● Ausgewählter Auszug:

03.5

Arbeits- und Sozialrecht

2022 wird ein zentrales Wahlversprechen der Ampelkoalition eingelöst mit massiven Auswirkungen auf Bäckereibetriebe in ganz Deutschland. Lesen Sie hier alle Einzelheiten zur Anhebung des Mindestlohns und welche Reformen bei Mini- und Midijobs beschlossen wurden.

Anhebung des Mindestlohns auf 12 Euro

Die Anhebung des gesetzlichen Mindestlohns war ein zentrales Wahlversprechen der SPD und offenbar Bedingung dafür, dass die Ampelkoalition zustande kam. Der Zentralverband des Deutschen Bäckerhandwerks setzte sich Ende2021 intensiv dafür ein, dass die Debatte um die Anhebung des Mindestlohns auf 2023 verschoben wird. Ein Teilerfolg stellte sich ein: Die Anhebung des Mindestlohns sollte auf Wunsch der SPD bereits zum 1. Januar 2022 erfolgen, sie wird jedoch „erst“ zum 1. Oktober2022 umgesetzt. Damit wurde der Forderung von Teilen der SPD, die Erhöhung möglichst kurzfristig umzusetzen, eine Absage erteilt.

● Vorliegende Angaben:

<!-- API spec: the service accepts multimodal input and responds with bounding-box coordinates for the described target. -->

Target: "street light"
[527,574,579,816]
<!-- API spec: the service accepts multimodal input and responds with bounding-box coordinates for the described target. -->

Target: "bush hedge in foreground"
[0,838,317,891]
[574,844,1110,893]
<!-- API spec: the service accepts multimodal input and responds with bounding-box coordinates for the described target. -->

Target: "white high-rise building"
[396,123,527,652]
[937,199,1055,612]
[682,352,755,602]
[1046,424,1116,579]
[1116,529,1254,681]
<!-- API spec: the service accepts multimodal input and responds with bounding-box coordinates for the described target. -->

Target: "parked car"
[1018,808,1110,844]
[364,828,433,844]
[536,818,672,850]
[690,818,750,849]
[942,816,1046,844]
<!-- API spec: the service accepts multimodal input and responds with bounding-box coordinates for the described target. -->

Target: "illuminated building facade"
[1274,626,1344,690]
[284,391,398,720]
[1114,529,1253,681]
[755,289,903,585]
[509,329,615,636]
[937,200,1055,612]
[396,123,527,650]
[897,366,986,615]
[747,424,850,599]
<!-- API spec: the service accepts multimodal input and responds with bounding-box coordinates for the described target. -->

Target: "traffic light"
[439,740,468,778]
* * *
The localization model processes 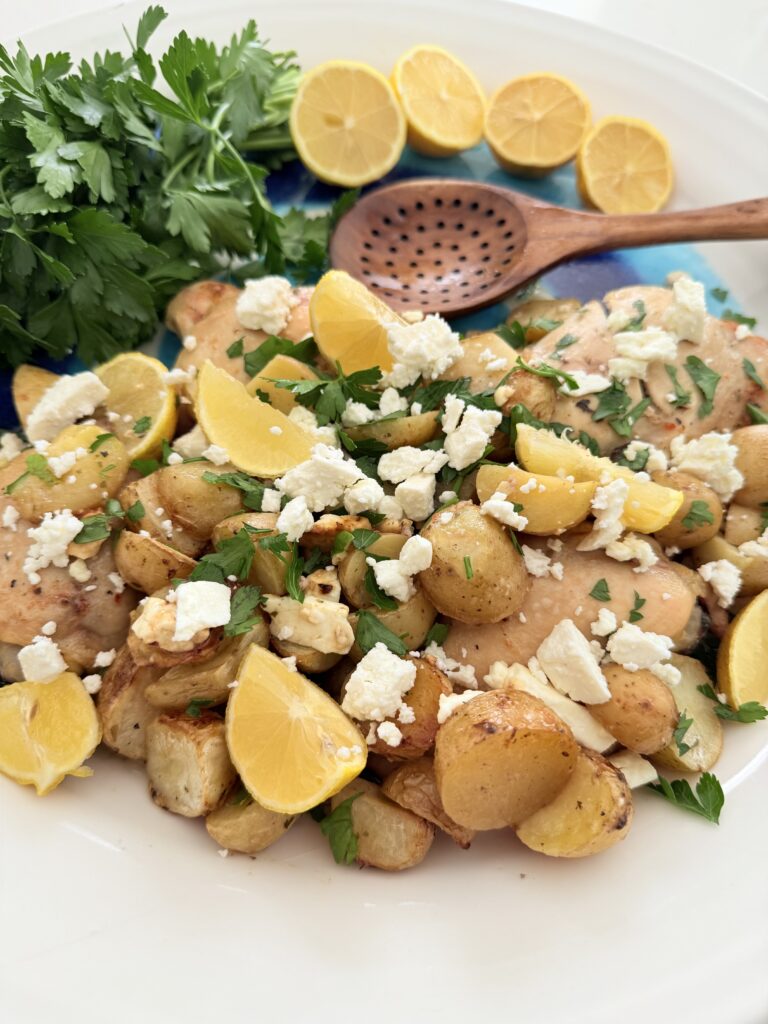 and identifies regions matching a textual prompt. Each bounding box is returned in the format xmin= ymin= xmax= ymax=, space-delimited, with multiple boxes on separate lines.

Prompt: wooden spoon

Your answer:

● Ziel der Aufgabe: Gib den Auszug zum Mindestlohn vollständig und wortgetreu wieder.

● Lösung der Aufgabe:
03.5

Arbeits- und Sozialrecht

2022 wird ein zentrales Wahlversprechen der Ampelkoalition eingelöst mit massiven Auswirkungen auf Bäckereibetriebe in ganz Deutschland. Lesen Sie hier alle Einzelheiten zur Anhebung des Mindestlohns und welche Reformen bei Mini- und Midijobs beschlossen wurden.

Anhebung des Mindestlohns auf 12 Euro

Die Anhebung des gesetzlichen Mindestlohns war ein zentrales Wahlversprechen der SPD und offenbar Bedingung dafür, dass die Ampelkoalition zustande kam. Der Zentralverband des Deutschen Bäckerhandwerks setzte sich Ende2021 intensiv dafür ein, dass die Debatte um die Anhebung des Mindestlohns auf 2023 verschoben wird. Ein Teilerfolg stellte sich ein: Die Anhebung des Mindestlohns sollte auf Wunsch der SPD bereits zum 1. Januar 2022 erfolgen, sie wird jedoch „erst“ zum 1. Oktober2022 umgesetzt. Damit wurde der Forderung von Teilen der SPD, die Erhöhung möglichst kurzfristig umzusetzen, eine Absage erteilt.